(Referring expression pointing data)
>>>
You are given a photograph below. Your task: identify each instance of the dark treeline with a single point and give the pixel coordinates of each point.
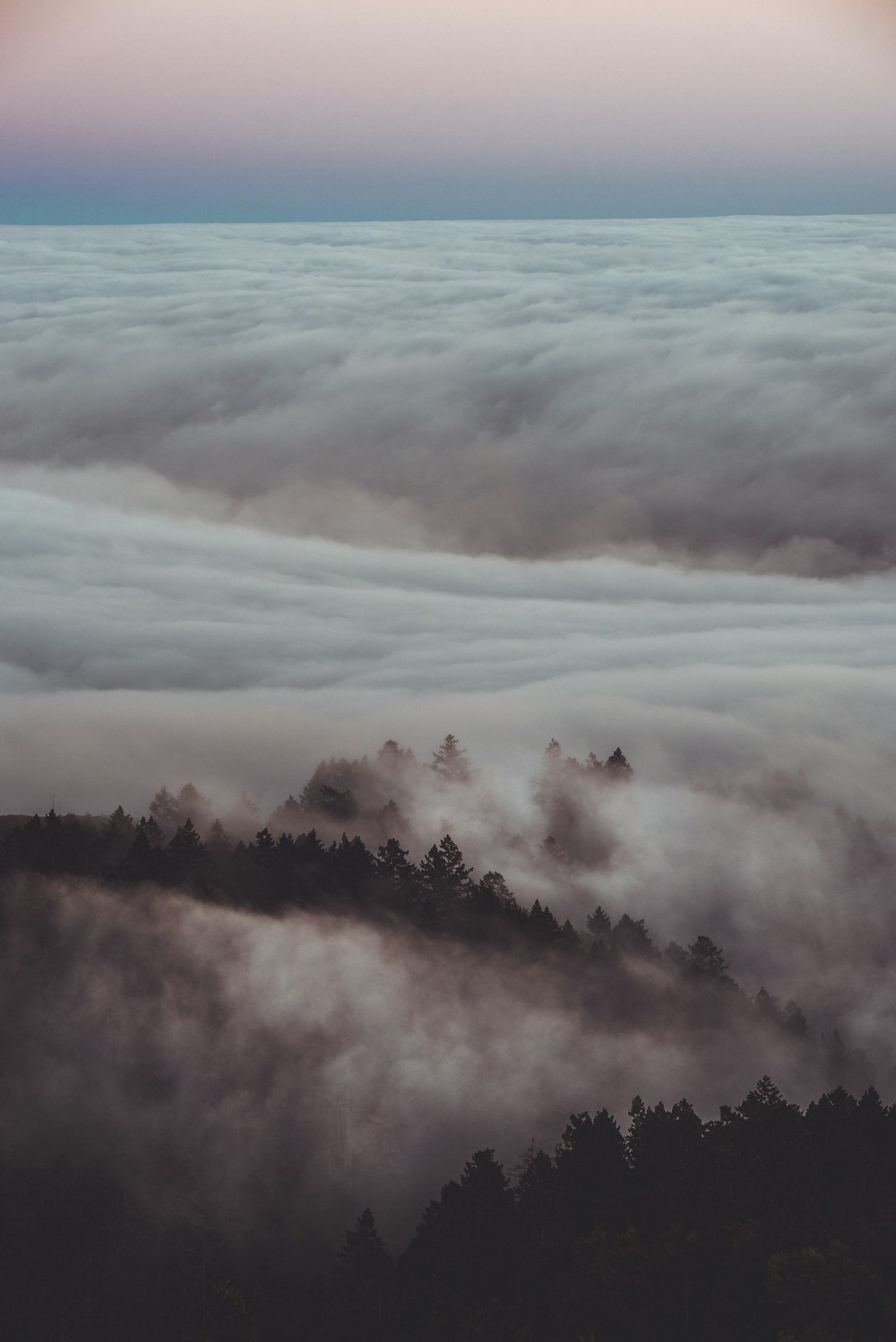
(768, 1224)
(612, 964)
(610, 967)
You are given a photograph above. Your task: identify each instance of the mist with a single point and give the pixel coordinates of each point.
(272, 497)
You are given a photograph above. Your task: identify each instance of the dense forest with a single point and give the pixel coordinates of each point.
(768, 1224)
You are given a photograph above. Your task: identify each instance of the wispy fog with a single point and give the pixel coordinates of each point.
(271, 495)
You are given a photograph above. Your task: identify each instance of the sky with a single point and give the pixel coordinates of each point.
(388, 109)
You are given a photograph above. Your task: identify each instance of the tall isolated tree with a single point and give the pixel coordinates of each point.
(450, 761)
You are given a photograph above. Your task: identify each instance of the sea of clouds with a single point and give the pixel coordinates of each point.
(274, 495)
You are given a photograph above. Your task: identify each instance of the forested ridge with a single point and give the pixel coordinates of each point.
(771, 1223)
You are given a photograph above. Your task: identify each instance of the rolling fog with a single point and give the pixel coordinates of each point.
(277, 495)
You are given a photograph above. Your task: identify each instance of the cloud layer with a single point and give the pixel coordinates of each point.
(711, 391)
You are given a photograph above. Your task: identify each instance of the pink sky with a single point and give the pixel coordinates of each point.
(521, 86)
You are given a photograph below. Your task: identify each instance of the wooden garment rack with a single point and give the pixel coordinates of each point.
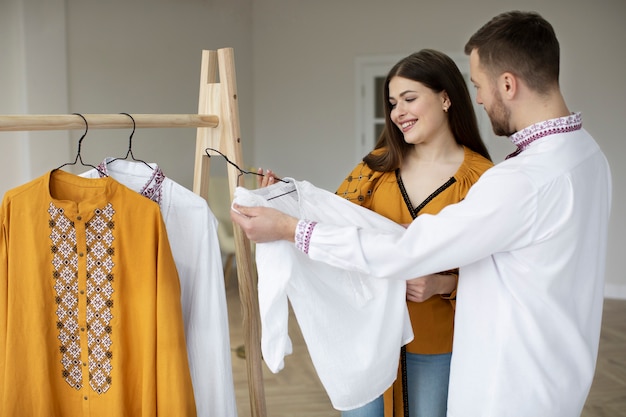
(217, 124)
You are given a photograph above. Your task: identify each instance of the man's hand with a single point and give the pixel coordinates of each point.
(421, 289)
(264, 224)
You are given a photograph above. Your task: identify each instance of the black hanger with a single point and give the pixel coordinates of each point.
(130, 146)
(241, 171)
(78, 155)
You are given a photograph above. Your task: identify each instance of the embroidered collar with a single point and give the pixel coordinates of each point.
(523, 138)
(152, 189)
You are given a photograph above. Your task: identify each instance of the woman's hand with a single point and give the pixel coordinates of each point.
(265, 179)
(421, 289)
(264, 224)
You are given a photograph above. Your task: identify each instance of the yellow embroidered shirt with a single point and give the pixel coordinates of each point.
(90, 314)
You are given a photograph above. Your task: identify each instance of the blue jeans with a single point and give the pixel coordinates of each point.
(375, 408)
(427, 380)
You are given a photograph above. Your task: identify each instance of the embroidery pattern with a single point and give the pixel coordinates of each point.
(526, 136)
(350, 193)
(99, 291)
(153, 188)
(65, 262)
(99, 258)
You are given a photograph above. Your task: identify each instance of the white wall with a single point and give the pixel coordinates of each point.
(33, 79)
(144, 57)
(304, 67)
(295, 72)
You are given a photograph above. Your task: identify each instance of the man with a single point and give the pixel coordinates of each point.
(530, 239)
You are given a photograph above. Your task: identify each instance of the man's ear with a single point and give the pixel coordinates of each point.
(507, 84)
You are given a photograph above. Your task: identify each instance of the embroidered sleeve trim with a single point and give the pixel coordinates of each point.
(304, 229)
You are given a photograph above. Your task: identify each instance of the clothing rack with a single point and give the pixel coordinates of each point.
(217, 124)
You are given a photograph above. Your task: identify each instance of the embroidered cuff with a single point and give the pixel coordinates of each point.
(303, 234)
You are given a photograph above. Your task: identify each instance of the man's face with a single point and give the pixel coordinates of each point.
(488, 95)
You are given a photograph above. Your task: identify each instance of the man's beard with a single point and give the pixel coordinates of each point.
(500, 117)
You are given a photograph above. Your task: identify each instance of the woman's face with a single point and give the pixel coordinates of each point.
(417, 110)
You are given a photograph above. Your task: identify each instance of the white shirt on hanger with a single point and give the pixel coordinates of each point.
(353, 325)
(192, 233)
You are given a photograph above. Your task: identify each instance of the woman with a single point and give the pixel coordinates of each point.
(428, 156)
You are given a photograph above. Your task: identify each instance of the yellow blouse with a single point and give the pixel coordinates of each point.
(90, 314)
(432, 320)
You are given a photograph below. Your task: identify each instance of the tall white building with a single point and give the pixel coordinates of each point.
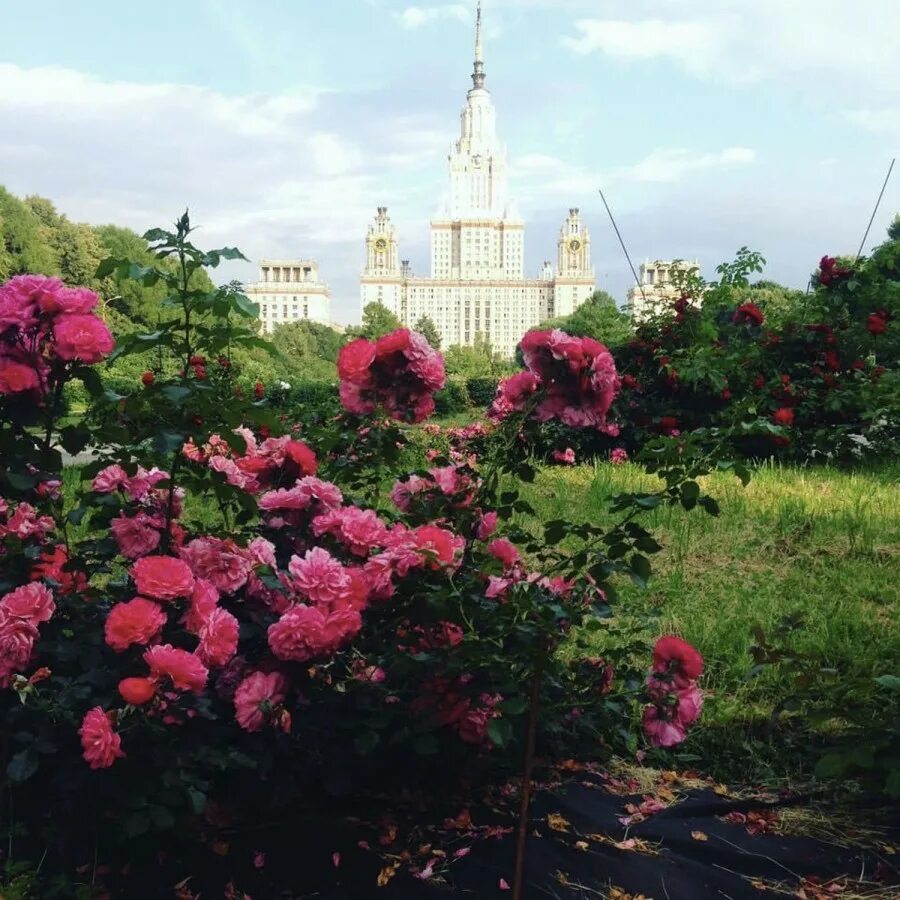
(478, 282)
(660, 285)
(289, 290)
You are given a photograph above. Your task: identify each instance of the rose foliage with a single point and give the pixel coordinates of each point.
(236, 611)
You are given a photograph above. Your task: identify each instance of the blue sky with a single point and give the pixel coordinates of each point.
(284, 124)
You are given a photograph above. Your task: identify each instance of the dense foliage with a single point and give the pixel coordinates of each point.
(240, 613)
(793, 376)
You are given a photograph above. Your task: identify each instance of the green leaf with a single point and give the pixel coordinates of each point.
(22, 766)
(500, 731)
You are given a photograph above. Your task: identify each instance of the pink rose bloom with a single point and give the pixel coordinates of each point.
(135, 535)
(17, 637)
(262, 552)
(100, 745)
(256, 697)
(142, 482)
(204, 599)
(25, 523)
(305, 633)
(673, 655)
(109, 479)
(355, 359)
(82, 336)
(487, 525)
(359, 529)
(690, 703)
(16, 377)
(162, 577)
(67, 300)
(138, 621)
(502, 549)
(218, 638)
(661, 731)
(320, 577)
(186, 670)
(31, 602)
(219, 561)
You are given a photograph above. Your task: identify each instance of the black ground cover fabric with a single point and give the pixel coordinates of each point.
(577, 848)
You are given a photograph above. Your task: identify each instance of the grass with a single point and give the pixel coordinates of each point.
(819, 543)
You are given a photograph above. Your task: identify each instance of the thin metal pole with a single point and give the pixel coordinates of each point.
(525, 799)
(624, 248)
(877, 204)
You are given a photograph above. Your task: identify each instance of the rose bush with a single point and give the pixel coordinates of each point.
(819, 381)
(228, 618)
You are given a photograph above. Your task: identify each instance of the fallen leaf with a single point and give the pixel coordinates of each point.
(387, 873)
(557, 822)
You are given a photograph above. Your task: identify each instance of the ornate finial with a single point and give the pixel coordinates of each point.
(478, 73)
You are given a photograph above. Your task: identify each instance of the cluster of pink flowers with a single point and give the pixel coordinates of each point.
(400, 372)
(676, 700)
(21, 612)
(448, 702)
(567, 378)
(139, 527)
(261, 465)
(43, 322)
(456, 484)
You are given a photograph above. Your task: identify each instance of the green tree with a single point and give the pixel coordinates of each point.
(377, 321)
(429, 331)
(23, 244)
(599, 318)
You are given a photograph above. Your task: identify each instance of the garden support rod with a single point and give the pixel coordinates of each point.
(877, 204)
(527, 770)
(637, 280)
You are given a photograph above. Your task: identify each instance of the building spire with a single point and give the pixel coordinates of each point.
(478, 72)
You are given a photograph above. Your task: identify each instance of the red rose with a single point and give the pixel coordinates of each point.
(783, 416)
(355, 359)
(162, 577)
(137, 691)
<<<
◆ Prompt
Without altering a word, return all of the records above and leave out their pictures.

◆ Response area
You are given a photograph below. Your task: identify each instance of the dark treeline with a single point and give the pixel coordinates of each point.
(768, 1224)
(612, 964)
(610, 967)
You are given a photograph above. Your task: identify each instance of the mist with a single point and give the pixel coordinates of each point.
(272, 497)
You are given a photograph above. Your task: identify each instance of the dense forest with a single point and give the pixel coordinates of each point.
(768, 1224)
You are given a photograph above. Your task: identify each instance of the wispy fog with a single point and give the pixel coordinates of each point.
(271, 495)
You are given a photograph above. Your task: identify each instance of the sky with a single point and give the pixel coordinates of each point.
(388, 109)
You are given a photograph above. Your task: identify each instance of the tall isolated tree with a single point and give the pixel coordinates of each point.
(450, 761)
You are given a photograph above. Your task: identify each instance of the sea of clouds with a single point and give the pixel coordinates of each point.
(274, 495)
You are given a photograph above. Your task: identify each instance of the forested ridge with a single point and give the pixel coordinates of each point.
(771, 1223)
You are given a photograph above. Your task: identify each instance of the rolling fog with a single point and give the pixel coordinates of each point.
(277, 495)
You are given a photograph above. Your task: identify each instance of the cloud layer with a single point and give the pixel coordinates of each point.
(711, 391)
You are given a photograph above. Your task: identify each instance of the pink sky with a single point and give the pixel coordinates of each point.
(521, 86)
You are given a photograph below. Your task: identify each instance of the wooden garment rack with a single point and give the pixel coordinates of each point.
(217, 124)
You are given a photograph above. Your task: identify each instance of the man's hand with a single point and give the pixel coordinates of each point.
(421, 289)
(264, 224)
You are given a photograph above. Your task: identify each instance of the black hanger with a single point and give the pixel coordinates of each point.
(130, 146)
(241, 171)
(78, 155)
You are given a photograph above. Your task: identify each instance of the embroidered collar with a single point and give the pixel coordinates of each point.
(523, 138)
(152, 189)
You are given a photograph above. Your task: identify each instance of the woman's hand with a single point and give the pixel coordinates of each point.
(265, 179)
(421, 289)
(264, 224)
You are given a photograph above. Your task: identify each instance of the yellow embroidered shirt with a single point and give the pixel coordinates of each point.
(90, 314)
You are given a photograph above. Your task: identify each instance of the blue jeans with a single point and give the pixel coordinates of each point.
(375, 408)
(427, 380)
You are given a photograph above. Your task: identify each instance of the embroidery pattern with a single point and give the pixel coordinates of each point.
(526, 136)
(350, 193)
(99, 291)
(153, 188)
(65, 262)
(99, 258)
You are given a photograph above. Your task: identify each instance of the white wall with a single point and give the pixel coordinates of each point.
(33, 79)
(144, 57)
(304, 67)
(295, 72)
You are given a photograph above. Your task: identify each instance of the man with a single point and give the pixel coordinates of each point.
(530, 239)
You are given a photograph above. Your task: identify each instance of the man's ear with a single point and give the pixel coordinates of each point.
(507, 84)
You are given a photograph above. Your task: identify each instance of the embroidered sleeve trim with a single point and give the pixel coordinates of each point.
(304, 229)
You are given a photograph above. Your task: identify each instance of the clothing rack with a single point and give the pixel coordinates of each point.
(217, 124)
You are given a photograph above. Your task: identify each instance of the embroidered cuff with a single point and give the pixel coordinates of each point.
(303, 234)
You are given a photograph above. Your task: identify each instance of the man's face with a single point and give the pixel coordinates of each point.
(488, 95)
You are given a photograph above. Your task: identify each instance of the man's beard with a single point and give the pixel coordinates of each point.
(500, 117)
You are given a photograph above. Your task: identify each instance of the woman's face with a single point and give the pixel coordinates of each point.
(417, 110)
You are given a photograph above. Your task: identify each instance of the white shirt on hanger with a single point and give the pixel coordinates of each point.
(353, 325)
(192, 233)
You are given a photograph above. Your task: identify each instance of the woman with a single point and give the pixel coordinates of each point.
(428, 156)
You are given a photograph above. Your task: identify each instance of the yellow blouse with a single point and give the pixel coordinates of each point.
(90, 314)
(432, 320)
You are given a photograph below. Your task: identify each instance of the tall white building with a single point and give the pixel coordinates of each point.
(478, 282)
(660, 285)
(289, 290)
You are given a photograph above. Your task: identify each instance of the rose foliage with a single point and give the pixel coordinates of each point.
(236, 611)
You are given a photograph above. Your task: identify each instance of the blue sky with a single point and give the pixel coordinates of each point.
(284, 124)
You are given a photograph above. Your task: identify each instance of the dense foliage with a single point and give the pixel coordinates of each point.
(240, 613)
(793, 376)
You are given a photograph above. Your task: identify each instance of the green leaf with a single point and give the pixel coordinates of each point.
(22, 766)
(500, 731)
You are given a photograph above. Your task: identify each instance of the pink rose bloom with a single point and give the pixel coordinates of each point.
(135, 535)
(17, 637)
(262, 552)
(100, 745)
(256, 697)
(142, 482)
(204, 599)
(25, 523)
(305, 633)
(673, 655)
(109, 479)
(355, 359)
(82, 336)
(487, 525)
(359, 529)
(690, 703)
(16, 377)
(162, 577)
(67, 300)
(138, 621)
(502, 549)
(218, 638)
(661, 731)
(320, 577)
(186, 670)
(31, 602)
(219, 561)
You are given a photograph above. Your task: identify each instance of the black ground cover fabric with a single point and give the pixel coordinates of each point.
(577, 848)
You are given a photograph above. Your task: identify each instance of the grass with a single point and give the pixel coordinates of each point.
(819, 543)
You are given a photograph above. Your task: identify each instance of the thin metal pole with a single point and give the pixel coordinates of each point.
(525, 799)
(624, 248)
(877, 204)
You are given a photograph above. Your task: identify each instance of the rose bush with a single point and give the pixel coordinates of each point.
(819, 381)
(228, 618)
You are given a photograph above. Your task: identify each instance of the fallen leaf with a single point and give the pixel coordinates of each point.
(387, 873)
(557, 822)
You are given a photograph above. Your task: identify each instance of the ornate finial with a single point and give the pixel coordinates of each point.
(478, 73)
You are given a photograph above. Your task: identify each instance of the cluster of pink flowers with a single point and give the pixel coordinates of each point.
(400, 372)
(676, 700)
(21, 612)
(448, 702)
(567, 378)
(139, 527)
(261, 465)
(43, 322)
(456, 484)
You are given a photograph above. Your task: identify each instance of the green tree with a single point and give the pixel coordinates of each point.
(377, 321)
(429, 331)
(23, 244)
(599, 318)
You are given a photograph above. Your task: identify each instance of the garden support rod with a single point and give the pixel coordinates of each point.
(877, 204)
(527, 770)
(637, 280)
You are given a photograph above. Your task: identify each instance of the building spire with a single point and give the pixel coordinates of each point.
(478, 72)
You are given a photograph above. Your task: identify each instance of the red rose with a single point and give the pixel coordinates of each point.
(783, 416)
(355, 359)
(162, 577)
(137, 691)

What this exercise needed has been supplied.